**Exercício proposto 1:**
Quais linhas das entradas abaixo contêm a palavra "dark"? Retorne todas elas.

**Trecho fornecido:**
----------------

Como coordenador da força-tarefa da Lava Jato em Curitiba, Deltan praticamente não participava mais da rotina de audiências na Justiça nem vinha se manifestando sobre detalhes dos mais recentes focos da operação.

Mas, ao longo de sua trajetória na operação, esteve à frente das discussões internas sobre os passos seguintes das investigações e quais rumos as novas etapas deveriam priorizar.

Trata-se de uma escolha crucial para uma operação que acumulou tão vasto acervo que leva a uma miríade de possibilidades sobre os caminhos nos quais vale a pena investir tempo e recursos.

Na linguagem de um de seus principais críticos, o procurador-geral Augusto Aras, essa bagagem de delações, depoimentos e conexões de provas colhidas ao longo de seis anos representam uma “caixa de segredos” que precisa ser desfeita.

Partem dessa “caixa” desdobramentos de investigações que embasam as novas frentes da operação. Passados seis anos e meio da deflagração da primeira fase, o cálculo agora envolve também a viabilidade operacional de insistir em certos assuntos. Parcela importante das apurações dos crimes na Petrobras, por exemplo, tem conexões com o caixa eleitoral das campanhas de 2006 e 2010 —mais de uma década atrás, portanto.

Quanto mais antiga a suspeita, mais difícil fica levantar provas, ouvir relatos e comprovar os delitos —sem falar na possibilidade da prescrição. Em 2017, Deltan falou à Folha sobre como identificava prioridades nesse trabalho: “A questão passa a girar em torno do quanto vai ser útil para a sociedade a propositura de novas ações [sobre assuntos antigos já abordados] que vão ocupar o tempo que seria investido em realizar investigações em relação a pessoas que ainda não foram alcançadas”.

O cálculo sobre o rumo das novas frentes da Lava Jato mescla, portanto, o quanto as investigações são exequíveis, o prazo decorrido desde os crimes delatados e, pode-se especular diante do teor das conversas que vieram a público em 2019, até o alcance midiático e político que as acusações inéditas podem proporcionar.

Nos últimos anos, essa avaliação também passou a levar em conta o risco de novas etapas serem paralisadas por ordens de tribunais de outras instâncias. Exemplos recentes mostraram o quanto um rumo incerto pode significar meses de trabalho em vão. Foram retiradas de Curitiba, por exemplo, duas das principais frentes da Lava Jato em 2019, uma que envolvia o ex-operador do PSDB Paulo Preto e outra que tratava de negócios de um dos filhos do ex-presidente Lula.

A avaliação desses fatores agora caberá ao substituto de Deltan, Alessandro José Fernandes de Oliveira, que, embora atuante no âmbito da Lava Jato em Brasília, não esteve imerso na vastidão de procedimentos que a Lava Jato paranaense gerou desde 2014. Deltan comparava as investigações da Lava Jato à montagem de um quebra-cabeças que precisa recorrer a peças de fases antigas da operação para formar seu quadro completo —analogia odiada por advogados.

----------------

Registros do conjunto de dados de anotação por pontos
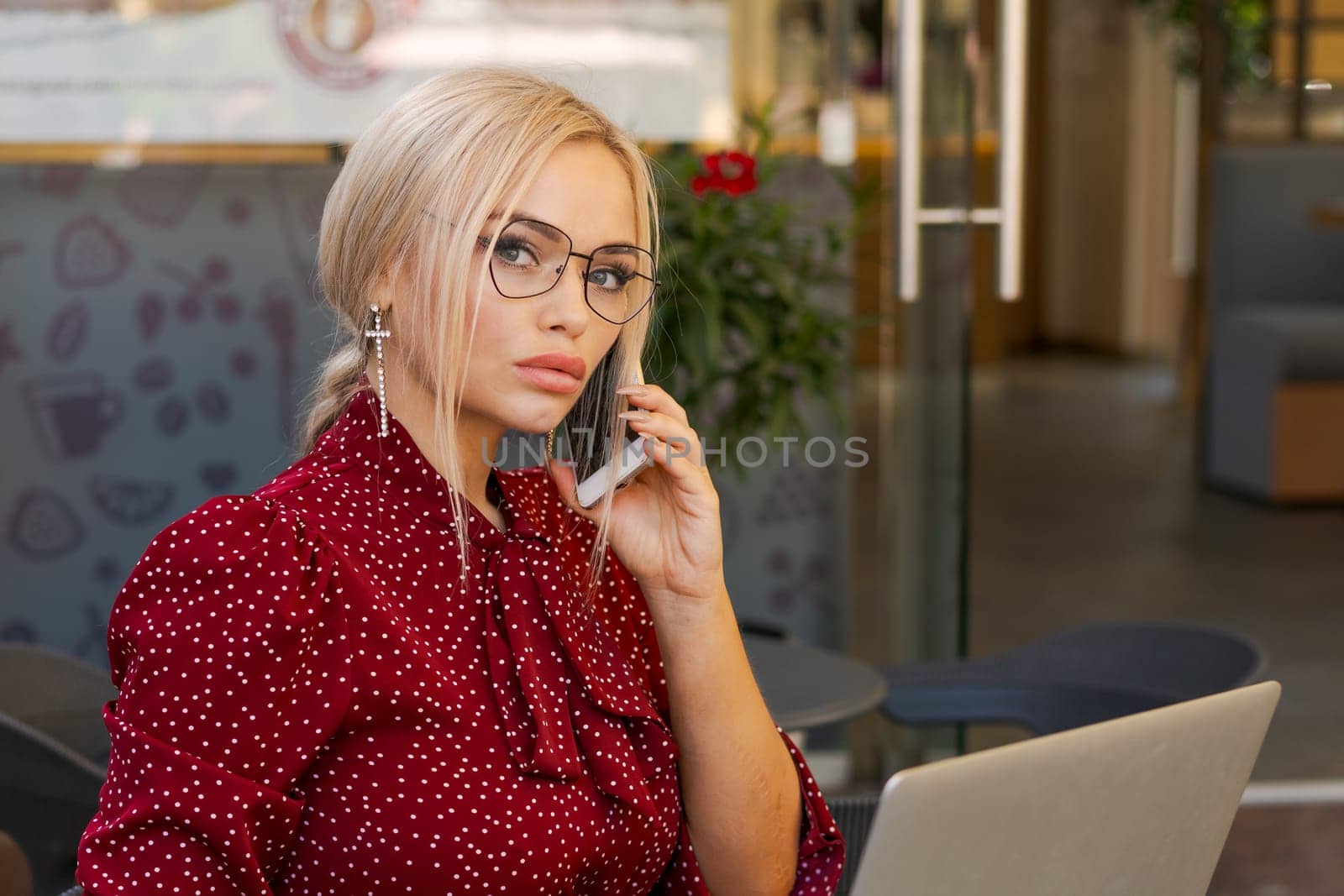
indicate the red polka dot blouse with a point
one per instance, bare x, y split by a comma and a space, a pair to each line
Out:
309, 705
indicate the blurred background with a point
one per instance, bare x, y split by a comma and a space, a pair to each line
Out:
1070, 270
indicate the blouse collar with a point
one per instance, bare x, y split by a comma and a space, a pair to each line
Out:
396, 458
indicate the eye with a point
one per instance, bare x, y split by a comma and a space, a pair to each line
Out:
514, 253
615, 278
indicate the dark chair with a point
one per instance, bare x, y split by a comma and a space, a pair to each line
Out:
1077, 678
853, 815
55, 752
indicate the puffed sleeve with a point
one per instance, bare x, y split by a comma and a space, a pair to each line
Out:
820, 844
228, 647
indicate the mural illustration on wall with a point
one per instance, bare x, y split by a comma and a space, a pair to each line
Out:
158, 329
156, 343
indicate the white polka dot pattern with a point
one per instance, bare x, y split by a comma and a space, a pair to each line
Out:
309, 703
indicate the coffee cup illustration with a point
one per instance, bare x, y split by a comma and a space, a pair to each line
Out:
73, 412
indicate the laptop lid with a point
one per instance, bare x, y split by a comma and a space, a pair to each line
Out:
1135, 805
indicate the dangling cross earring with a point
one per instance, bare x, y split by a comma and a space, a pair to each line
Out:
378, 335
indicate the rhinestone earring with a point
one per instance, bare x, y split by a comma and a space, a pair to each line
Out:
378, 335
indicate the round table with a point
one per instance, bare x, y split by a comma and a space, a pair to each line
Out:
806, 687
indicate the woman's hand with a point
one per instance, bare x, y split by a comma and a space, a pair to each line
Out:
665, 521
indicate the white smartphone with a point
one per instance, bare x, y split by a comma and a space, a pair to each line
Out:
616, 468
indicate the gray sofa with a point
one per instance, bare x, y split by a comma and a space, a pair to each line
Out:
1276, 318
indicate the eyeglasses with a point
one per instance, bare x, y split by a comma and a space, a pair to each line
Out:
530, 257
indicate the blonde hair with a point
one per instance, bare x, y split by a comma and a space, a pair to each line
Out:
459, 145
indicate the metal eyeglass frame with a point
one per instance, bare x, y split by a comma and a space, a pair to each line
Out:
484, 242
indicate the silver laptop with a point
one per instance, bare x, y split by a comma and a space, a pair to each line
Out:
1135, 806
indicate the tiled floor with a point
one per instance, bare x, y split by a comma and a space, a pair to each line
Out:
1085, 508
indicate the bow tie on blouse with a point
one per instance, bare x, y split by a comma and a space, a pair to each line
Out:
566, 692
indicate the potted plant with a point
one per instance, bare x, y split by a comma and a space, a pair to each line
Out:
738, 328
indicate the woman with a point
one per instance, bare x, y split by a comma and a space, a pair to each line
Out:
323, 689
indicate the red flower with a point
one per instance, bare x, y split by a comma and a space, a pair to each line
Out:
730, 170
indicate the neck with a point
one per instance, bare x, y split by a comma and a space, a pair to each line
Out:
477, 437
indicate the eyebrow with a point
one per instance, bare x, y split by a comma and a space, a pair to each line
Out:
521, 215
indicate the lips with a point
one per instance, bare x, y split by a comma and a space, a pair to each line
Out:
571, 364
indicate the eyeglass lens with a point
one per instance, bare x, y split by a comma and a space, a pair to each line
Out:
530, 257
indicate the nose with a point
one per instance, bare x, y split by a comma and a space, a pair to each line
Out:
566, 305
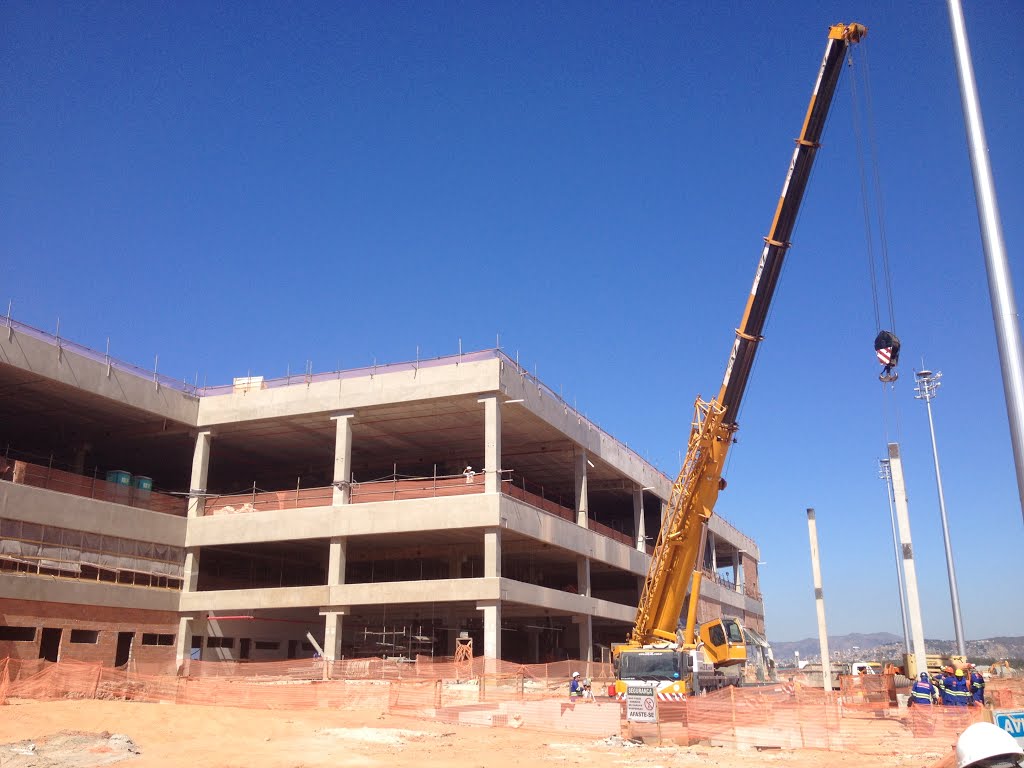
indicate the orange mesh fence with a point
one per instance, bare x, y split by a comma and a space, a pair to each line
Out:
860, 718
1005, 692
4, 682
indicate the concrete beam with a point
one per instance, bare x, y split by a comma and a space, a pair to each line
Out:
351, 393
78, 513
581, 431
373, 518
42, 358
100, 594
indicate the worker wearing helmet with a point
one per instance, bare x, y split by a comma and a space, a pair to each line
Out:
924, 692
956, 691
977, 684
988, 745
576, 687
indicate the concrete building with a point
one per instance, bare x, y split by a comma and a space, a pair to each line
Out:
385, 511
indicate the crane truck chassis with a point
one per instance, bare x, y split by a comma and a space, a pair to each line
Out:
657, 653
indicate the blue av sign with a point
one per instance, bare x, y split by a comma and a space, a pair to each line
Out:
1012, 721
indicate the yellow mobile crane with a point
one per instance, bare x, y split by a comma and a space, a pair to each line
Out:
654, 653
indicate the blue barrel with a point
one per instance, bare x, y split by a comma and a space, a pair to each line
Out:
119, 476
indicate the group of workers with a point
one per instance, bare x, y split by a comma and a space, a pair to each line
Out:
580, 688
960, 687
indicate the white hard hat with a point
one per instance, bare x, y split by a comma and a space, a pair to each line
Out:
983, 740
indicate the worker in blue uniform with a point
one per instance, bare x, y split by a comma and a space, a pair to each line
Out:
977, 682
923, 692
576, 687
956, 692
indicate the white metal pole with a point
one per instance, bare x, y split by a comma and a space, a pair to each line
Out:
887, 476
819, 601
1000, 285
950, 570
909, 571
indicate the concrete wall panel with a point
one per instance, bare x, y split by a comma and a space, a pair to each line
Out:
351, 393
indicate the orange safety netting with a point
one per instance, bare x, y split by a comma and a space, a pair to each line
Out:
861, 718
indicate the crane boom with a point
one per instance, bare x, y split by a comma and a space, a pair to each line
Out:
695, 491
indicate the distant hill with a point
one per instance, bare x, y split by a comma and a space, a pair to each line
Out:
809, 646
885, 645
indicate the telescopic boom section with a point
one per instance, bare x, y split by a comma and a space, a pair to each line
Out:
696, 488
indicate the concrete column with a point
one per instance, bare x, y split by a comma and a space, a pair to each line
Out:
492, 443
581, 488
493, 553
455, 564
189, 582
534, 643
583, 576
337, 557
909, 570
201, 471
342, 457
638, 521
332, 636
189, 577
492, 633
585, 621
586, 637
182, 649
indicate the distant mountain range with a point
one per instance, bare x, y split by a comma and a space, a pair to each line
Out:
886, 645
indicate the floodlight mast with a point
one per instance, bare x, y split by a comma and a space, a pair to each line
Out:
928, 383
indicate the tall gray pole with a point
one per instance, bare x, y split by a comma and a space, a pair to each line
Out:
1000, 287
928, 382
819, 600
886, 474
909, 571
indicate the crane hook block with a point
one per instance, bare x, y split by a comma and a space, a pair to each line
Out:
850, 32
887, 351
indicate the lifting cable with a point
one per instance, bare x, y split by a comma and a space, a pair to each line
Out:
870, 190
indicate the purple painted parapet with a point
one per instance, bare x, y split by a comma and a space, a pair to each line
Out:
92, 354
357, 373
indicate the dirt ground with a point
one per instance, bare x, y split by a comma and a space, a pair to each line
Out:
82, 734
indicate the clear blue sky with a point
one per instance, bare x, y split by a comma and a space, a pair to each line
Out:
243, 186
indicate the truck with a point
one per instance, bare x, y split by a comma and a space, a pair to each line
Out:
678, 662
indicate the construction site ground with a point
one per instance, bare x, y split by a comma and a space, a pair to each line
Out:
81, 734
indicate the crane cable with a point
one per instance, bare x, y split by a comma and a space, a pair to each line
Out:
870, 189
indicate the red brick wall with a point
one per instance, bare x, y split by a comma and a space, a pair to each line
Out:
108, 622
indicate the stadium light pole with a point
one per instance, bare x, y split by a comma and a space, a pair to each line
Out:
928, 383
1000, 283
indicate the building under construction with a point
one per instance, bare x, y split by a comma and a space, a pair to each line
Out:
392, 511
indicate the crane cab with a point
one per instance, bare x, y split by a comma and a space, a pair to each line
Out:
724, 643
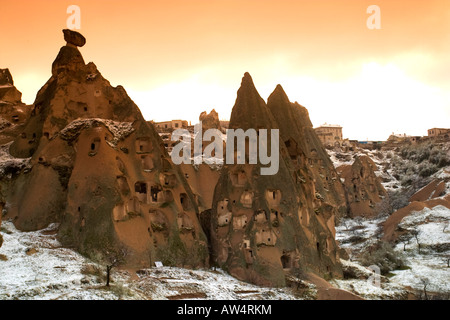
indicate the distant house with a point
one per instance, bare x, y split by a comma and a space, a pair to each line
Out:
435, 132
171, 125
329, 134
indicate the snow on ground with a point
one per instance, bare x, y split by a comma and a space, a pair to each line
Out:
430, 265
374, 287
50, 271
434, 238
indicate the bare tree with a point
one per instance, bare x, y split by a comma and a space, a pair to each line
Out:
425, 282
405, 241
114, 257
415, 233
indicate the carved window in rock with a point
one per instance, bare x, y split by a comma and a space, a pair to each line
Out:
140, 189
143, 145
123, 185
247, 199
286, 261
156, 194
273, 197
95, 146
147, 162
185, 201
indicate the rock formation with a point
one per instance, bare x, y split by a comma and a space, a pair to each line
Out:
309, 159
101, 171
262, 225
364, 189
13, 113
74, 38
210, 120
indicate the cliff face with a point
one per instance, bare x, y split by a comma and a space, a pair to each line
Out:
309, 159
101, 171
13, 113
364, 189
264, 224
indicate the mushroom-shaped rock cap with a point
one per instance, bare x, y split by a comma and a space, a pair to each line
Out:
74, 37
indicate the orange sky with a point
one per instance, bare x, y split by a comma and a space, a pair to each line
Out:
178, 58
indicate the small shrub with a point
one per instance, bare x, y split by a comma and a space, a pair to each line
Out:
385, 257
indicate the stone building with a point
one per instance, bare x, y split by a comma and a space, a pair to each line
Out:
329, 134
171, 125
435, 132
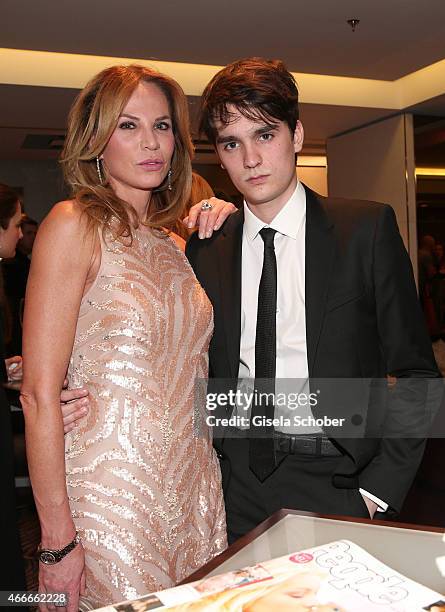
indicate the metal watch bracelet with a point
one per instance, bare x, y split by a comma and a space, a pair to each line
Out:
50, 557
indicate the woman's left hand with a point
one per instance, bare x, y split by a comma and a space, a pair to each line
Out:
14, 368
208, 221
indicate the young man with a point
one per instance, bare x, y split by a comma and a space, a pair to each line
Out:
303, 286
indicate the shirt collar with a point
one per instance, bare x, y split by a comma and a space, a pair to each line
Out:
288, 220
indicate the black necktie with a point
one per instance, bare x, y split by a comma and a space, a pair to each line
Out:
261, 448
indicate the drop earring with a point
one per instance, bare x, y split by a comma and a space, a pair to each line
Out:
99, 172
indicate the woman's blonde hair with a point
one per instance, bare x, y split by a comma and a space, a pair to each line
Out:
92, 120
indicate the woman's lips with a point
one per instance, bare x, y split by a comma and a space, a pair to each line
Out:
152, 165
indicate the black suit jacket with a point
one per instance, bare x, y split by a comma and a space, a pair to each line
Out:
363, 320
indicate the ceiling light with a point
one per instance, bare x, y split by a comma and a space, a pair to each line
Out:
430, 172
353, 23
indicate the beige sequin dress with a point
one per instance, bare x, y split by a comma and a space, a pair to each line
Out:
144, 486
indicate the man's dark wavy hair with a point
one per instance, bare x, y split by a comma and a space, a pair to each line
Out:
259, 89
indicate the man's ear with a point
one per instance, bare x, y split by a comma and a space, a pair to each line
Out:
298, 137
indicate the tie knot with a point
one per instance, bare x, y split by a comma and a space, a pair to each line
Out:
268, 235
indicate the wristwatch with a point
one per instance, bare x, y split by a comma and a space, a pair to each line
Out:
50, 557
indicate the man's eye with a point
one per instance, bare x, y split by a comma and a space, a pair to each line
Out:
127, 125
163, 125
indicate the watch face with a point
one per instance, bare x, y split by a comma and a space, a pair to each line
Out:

----------------

**Exercício proposto 2:**
Como fica em inglês esta frase do trecho sobre a Lava Jato acima: "Passados seis anos e meio da deflagração da primeira fase, o cálculo agora envolve também a viabilidade operacional de insistir em certos assuntos."?

**Resposta completa 1:**
indicate the dark chair with a point
indicate the man's dark wavy hair with a point

**Resposta completa 2:**
Six and a half years after the first phase was launched, the calculation now also involves the operational feasibility of persisting with certain matters.